* [PROVIDED PASSAGE]:
:::

Webinar with EURO-INF Project Leader Professor K Ray Chaudhuri discloses significant benefits of apomorphine and intrajejunal levodopa infusion in advanced Parkinson's disease.

25 June 2012

In an exclusive interactive webinar held on Wednesday 20th June at 14:30 BST, Professor K Ray Chaudhuri (King’s College Hospital, London and Clinical Director of the National  Parkinson Foundation), discussed the emerging and preliminary results of the ongoing EUROINF (1) comparative real life holistic (motor, non motor and quality of life) survey of  the effects of conventional therapies in advanced Parkinson’s disease. The survey is endorsed by the European patient group, EPDA and is currently being carried out across Europe in 8 countries. Central to this is the significant benefit seen with both apomorphine and intrajejunal levodopa infusion, on motor aspects of non motor symptoms (sleep, mood and fatigue) and overall quality of life (QOL) that mirrors the effects of deep brain stimulation (DBS), even in patients who would otherwise be unsuitable for  surgical therapy. Some improvements appeared to be specific for infusional therapies and while such data is as yet unavailable  for DBS therapy, the available evidence suggests that DBS may worsen issues such as restless legs syndrome and mood related symptoms. The survey also includes DBS cases for future comparative analysis. This survey was first presented and highlighted as a key contribution in the Movement Disorder Society's 16th International Congress of Parkinson's Disease and Movement  Disorders on Sunday June 17th.

:::

* [DATA TO EXAMINE]:
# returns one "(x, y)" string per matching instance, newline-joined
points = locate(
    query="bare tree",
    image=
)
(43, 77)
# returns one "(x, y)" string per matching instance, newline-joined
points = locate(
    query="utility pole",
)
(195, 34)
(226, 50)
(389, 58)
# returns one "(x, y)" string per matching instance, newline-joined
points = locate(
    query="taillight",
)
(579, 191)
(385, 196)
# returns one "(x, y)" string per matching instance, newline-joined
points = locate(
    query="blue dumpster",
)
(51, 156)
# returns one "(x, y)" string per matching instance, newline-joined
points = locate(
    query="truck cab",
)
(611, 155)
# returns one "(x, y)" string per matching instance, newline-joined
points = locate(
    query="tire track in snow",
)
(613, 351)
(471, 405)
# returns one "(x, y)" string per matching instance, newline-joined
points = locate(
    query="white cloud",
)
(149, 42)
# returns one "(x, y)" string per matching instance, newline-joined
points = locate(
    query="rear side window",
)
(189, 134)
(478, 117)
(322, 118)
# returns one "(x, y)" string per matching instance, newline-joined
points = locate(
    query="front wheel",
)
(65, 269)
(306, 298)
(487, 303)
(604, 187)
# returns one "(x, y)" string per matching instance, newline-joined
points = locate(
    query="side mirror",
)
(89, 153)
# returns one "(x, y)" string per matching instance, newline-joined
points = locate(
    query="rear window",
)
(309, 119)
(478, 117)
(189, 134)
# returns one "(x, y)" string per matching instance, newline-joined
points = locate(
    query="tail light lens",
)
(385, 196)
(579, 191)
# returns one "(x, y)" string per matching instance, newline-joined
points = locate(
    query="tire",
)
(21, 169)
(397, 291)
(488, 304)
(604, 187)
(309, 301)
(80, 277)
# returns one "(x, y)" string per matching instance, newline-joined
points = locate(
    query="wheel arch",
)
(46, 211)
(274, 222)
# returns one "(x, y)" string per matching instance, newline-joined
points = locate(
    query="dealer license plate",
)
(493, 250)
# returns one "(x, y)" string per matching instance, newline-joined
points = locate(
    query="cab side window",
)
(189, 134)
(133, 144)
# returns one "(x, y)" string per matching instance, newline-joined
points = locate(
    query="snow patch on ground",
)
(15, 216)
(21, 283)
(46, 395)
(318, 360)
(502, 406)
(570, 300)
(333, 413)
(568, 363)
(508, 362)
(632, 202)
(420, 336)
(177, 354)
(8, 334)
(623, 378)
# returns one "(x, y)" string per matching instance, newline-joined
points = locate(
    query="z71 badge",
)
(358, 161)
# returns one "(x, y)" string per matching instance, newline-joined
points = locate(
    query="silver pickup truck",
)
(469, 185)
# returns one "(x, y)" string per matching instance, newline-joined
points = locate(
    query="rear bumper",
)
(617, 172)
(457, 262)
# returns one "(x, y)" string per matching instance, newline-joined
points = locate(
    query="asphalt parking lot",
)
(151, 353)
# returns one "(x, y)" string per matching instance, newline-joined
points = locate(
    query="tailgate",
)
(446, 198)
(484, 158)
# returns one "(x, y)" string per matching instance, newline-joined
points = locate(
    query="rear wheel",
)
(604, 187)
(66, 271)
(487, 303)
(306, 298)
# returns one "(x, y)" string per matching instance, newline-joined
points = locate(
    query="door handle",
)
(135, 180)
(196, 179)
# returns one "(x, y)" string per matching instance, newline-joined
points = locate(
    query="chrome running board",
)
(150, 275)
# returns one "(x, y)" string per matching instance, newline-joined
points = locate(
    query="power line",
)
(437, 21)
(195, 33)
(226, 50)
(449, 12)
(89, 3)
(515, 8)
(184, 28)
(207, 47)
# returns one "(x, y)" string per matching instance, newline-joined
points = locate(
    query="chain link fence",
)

:::

* [EXERCISE 1]: Reproduce word for word the part of the Parkinson's webinar announcement between "Webinar with EURO-INF" and "advanced Parkinson's disease.", inclusive.
* [EXERCISE 2]: Condense the paragraph of the Parkinson's webinar announcement that begins "In an exclusive interactive webinar" into a bulleted list of its main facts.

* [FINAL ANSWER 1]:
Webinar with EURO-INF Project Leader Professor K Ray Chaudhuri discloses significant benefits of apomorphine and intrajejunal levodopa infusion in advanced Parkinson's disease.

* [FINAL ANSWER 2]:
- Event: an exclusive interactive webinar held on Wednesday 20th June at 14:30 BST.
- Speaker: Professor K Ray Chaudhuri (King's College Hospital, London, and Clinical Director of the National Parkinson Foundation).
- Topic: emerging and preliminary results of the ongoing EUROINF comparative, real-life, holistic (motor, non-motor and quality of life) survey of the effects of conventional therapies in advanced Parkinson's disease.
- Survey scope: endorsed by the European patient group EPDA and currently being carried out in 8 countries across Europe.
- Central finding: both apomorphine and intrajejunal levodopa infusion showed significant benefit on motor aspects of non-motor symptoms (sleep, mood and fatigue) and on overall quality of life (QOL). This mirrors the effects of deep brain stimulation (DBS), even in patients otherwise unsuitable for surgical therapy.
- Infusion versus DBS: some improvements appeared specific to infusional therapies. Such data is not yet available for DBS, but available evidence suggests DBS may worsen restless legs syndrome and mood-related symptoms.
- DBS cases are included in the survey for future comparative analysis.
- First presentation: the survey was presented and highlighted as a key contribution at the Movement Disorder Society's 16th International Congress of Parkinson's Disease and Movement Disorders on Sunday June 17th.